-------- Quoted passage

- Born: 20 November 1916
- Died: 14 November 1999 (aged 82)
- Occupation: Scholar
- Spouse: Emer de Valera
- Children: 9

Academic work
- Discipline: Celtic studies
- Sub-discipline: Irish history and philology
- Institutions: University College Dublin
- Notable works: The Irish of West Muskerry, Co. Cork: A Phonetic Study

= Brian Ó Cuív =

Irish Celtic scholar

Brian Ó Cuív (20 November 1916 – 14 November 1999) was an Irish scholar who specialised in Celtic history and philology.

==Life==
Ó Cuív was professor of Celtic Studies at University College Dublin and later at the Dublin Institute for Advanced Studies. His later years were devoted to the compilation of a catalogue of the Irish manuscripts in the University of Oxford. The completed catalogue was published after his death.

----------------

--- Challenge A ---
Show every line of the listing below that contains the string "panel", matching case exactly.
The biography of Brian Ó Cuív and the listing after it are unrelated material.

-------- Source data

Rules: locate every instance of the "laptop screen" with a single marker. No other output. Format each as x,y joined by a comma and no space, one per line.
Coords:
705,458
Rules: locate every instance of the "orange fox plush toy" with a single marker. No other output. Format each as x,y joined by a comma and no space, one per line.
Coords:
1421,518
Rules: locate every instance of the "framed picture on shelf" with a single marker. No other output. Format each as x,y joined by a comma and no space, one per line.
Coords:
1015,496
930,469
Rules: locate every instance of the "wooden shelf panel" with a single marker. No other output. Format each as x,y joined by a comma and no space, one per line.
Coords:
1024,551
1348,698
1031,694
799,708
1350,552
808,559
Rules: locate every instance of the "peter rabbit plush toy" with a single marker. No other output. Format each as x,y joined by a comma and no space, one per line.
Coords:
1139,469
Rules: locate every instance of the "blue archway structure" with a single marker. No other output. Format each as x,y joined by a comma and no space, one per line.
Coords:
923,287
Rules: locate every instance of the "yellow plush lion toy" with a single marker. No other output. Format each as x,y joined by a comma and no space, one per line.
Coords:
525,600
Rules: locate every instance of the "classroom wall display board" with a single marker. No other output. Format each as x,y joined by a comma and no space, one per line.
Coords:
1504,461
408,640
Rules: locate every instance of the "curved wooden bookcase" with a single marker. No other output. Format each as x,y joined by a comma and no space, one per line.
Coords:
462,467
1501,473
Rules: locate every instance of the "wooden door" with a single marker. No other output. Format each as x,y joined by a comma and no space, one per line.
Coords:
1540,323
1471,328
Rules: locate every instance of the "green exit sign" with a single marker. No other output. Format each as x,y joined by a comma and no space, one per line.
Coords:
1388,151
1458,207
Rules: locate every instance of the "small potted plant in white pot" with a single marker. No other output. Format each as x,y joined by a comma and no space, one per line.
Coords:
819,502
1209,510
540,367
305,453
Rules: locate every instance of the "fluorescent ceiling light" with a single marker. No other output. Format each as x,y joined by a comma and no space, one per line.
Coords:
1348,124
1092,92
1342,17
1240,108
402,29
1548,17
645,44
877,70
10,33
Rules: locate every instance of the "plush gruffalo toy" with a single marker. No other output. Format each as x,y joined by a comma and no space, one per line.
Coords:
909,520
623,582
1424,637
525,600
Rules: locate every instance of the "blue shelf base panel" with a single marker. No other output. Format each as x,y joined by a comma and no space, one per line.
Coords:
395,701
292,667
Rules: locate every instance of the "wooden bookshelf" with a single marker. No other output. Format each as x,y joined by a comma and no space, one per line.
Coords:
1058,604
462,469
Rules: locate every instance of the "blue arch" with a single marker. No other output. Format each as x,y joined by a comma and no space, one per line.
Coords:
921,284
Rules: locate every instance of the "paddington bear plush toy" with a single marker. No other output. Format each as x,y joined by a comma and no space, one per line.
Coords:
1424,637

----------------

--- Challenge B ---
Resume the Brian Ó Cuív biography above, picking up after its final sentence.

--- Task response A ---
Rules: locate every instance of the "wooden shelf panel" with a single marker. No other output. Format each as x,y joined by a comma and no space, one per line.
Rules: locate every instance of the "blue shelf base panel" with a single marker. No other output. Format each as x,y joined by a comma and no space, one per line.

--- Task response B ---
He married Emer de Valera — a daughter of Éamon de Valera. They had nine children. Emer died in 2012. Their son — Éamon Ó Cuív — is a former Irish politician.

==Surname==
Ó Cuív's surname was changed from Ó Caoimh (O'Keeffe) by his father, Shán Ó Cuív, a Cork journalist, who in the early 20th century changed the spelling of his surname to conform with a simplified spelling system of his own invention, which he called An Leitriú Shimplí. The letter 'v' is extremely rare in Irish outside modern loanwords.

==Works==
His works include:
- The Irish of West Muskerry, Co. Cork: A Phonetic Study (1951)
- Irish Dialects and Irish Speaking Districts: Three Lectures (1951)
- Parliament Na mBan, editor (1952)
- Seven Centuries of Irish Learning: 1000–1700 (1961)
- A View of the Irish Language (1969)
- The Linguistic Training of the Mediaeval Irish Poet (1973)
- The Impact of the Scandinavian Invasions on the Celtic-speaking Peoples c. 800–1100 A.D. (1983)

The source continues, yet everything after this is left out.